§ Task to complete: Please repeat every line of the records below back verbatim, leaving out the pictures.
BEGIN
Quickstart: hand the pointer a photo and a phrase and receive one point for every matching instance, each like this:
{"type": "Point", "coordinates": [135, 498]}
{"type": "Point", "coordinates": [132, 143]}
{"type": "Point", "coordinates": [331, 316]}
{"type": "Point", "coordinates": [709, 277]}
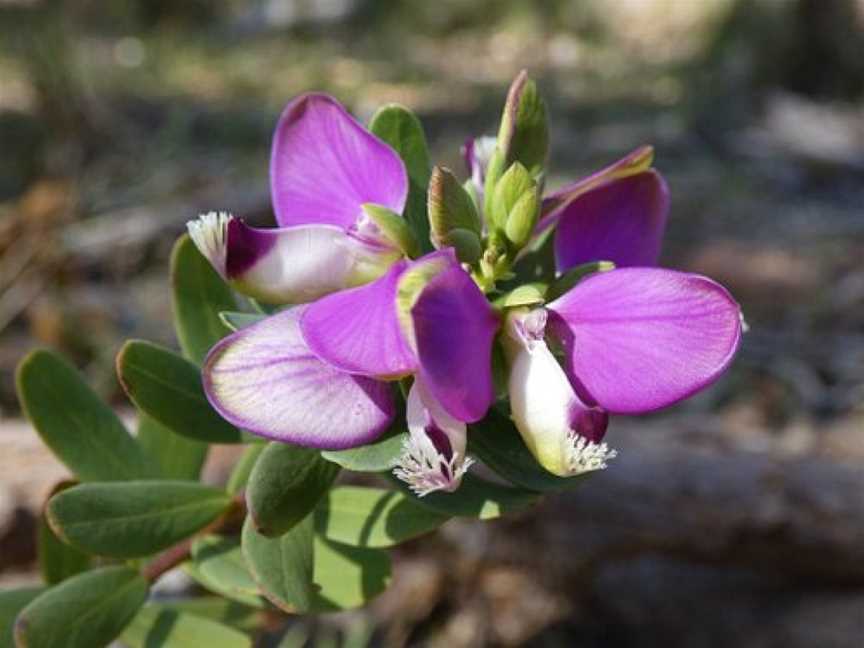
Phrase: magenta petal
{"type": "Point", "coordinates": [638, 339]}
{"type": "Point", "coordinates": [324, 166]}
{"type": "Point", "coordinates": [358, 330]}
{"type": "Point", "coordinates": [454, 327]}
{"type": "Point", "coordinates": [265, 380]}
{"type": "Point", "coordinates": [622, 221]}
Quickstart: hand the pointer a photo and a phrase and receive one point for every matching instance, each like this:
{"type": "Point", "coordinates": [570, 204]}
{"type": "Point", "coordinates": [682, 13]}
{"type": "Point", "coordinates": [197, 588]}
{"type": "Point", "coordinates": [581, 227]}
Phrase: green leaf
{"type": "Point", "coordinates": [220, 561]}
{"type": "Point", "coordinates": [282, 566]}
{"type": "Point", "coordinates": [348, 577]}
{"type": "Point", "coordinates": [378, 456]}
{"type": "Point", "coordinates": [81, 430]}
{"type": "Point", "coordinates": [133, 519]}
{"type": "Point", "coordinates": [235, 320]}
{"type": "Point", "coordinates": [177, 456]}
{"type": "Point", "coordinates": [243, 468]}
{"type": "Point", "coordinates": [11, 603]}
{"type": "Point", "coordinates": [236, 615]}
{"type": "Point", "coordinates": [158, 626]}
{"type": "Point", "coordinates": [373, 517]}
{"type": "Point", "coordinates": [476, 497]}
{"type": "Point", "coordinates": [58, 560]}
{"type": "Point", "coordinates": [401, 129]}
{"type": "Point", "coordinates": [496, 442]}
{"type": "Point", "coordinates": [285, 485]}
{"type": "Point", "coordinates": [168, 389]}
{"type": "Point", "coordinates": [199, 295]}
{"type": "Point", "coordinates": [86, 611]}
END
§ Solution for this task:
Quickstart: hand the pointer a photo and a phrase and receive one point for every matching instance, each like this:
{"type": "Point", "coordinates": [135, 498]}
{"type": "Point", "coordinates": [132, 143]}
{"type": "Point", "coordinates": [331, 316]}
{"type": "Point", "coordinates": [709, 277]}
Phrase: magenta petal
{"type": "Point", "coordinates": [638, 339]}
{"type": "Point", "coordinates": [324, 166]}
{"type": "Point", "coordinates": [358, 330]}
{"type": "Point", "coordinates": [454, 327]}
{"type": "Point", "coordinates": [265, 380]}
{"type": "Point", "coordinates": [622, 221]}
Quickstart: hand the pointer a photo and a phrase and receive one point for every matching instance, each like this:
{"type": "Point", "coordinates": [570, 204]}
{"type": "Point", "coordinates": [682, 13]}
{"type": "Point", "coordinates": [197, 588]}
{"type": "Point", "coordinates": [581, 227]}
Phrase: green leaf
{"type": "Point", "coordinates": [220, 561]}
{"type": "Point", "coordinates": [282, 566]}
{"type": "Point", "coordinates": [348, 577]}
{"type": "Point", "coordinates": [378, 456]}
{"type": "Point", "coordinates": [81, 430]}
{"type": "Point", "coordinates": [133, 519]}
{"type": "Point", "coordinates": [235, 320]}
{"type": "Point", "coordinates": [177, 456]}
{"type": "Point", "coordinates": [243, 468]}
{"type": "Point", "coordinates": [11, 603]}
{"type": "Point", "coordinates": [236, 615]}
{"type": "Point", "coordinates": [158, 626]}
{"type": "Point", "coordinates": [373, 517]}
{"type": "Point", "coordinates": [476, 497]}
{"type": "Point", "coordinates": [58, 560]}
{"type": "Point", "coordinates": [401, 129]}
{"type": "Point", "coordinates": [496, 442]}
{"type": "Point", "coordinates": [285, 485]}
{"type": "Point", "coordinates": [168, 389]}
{"type": "Point", "coordinates": [199, 295]}
{"type": "Point", "coordinates": [86, 611]}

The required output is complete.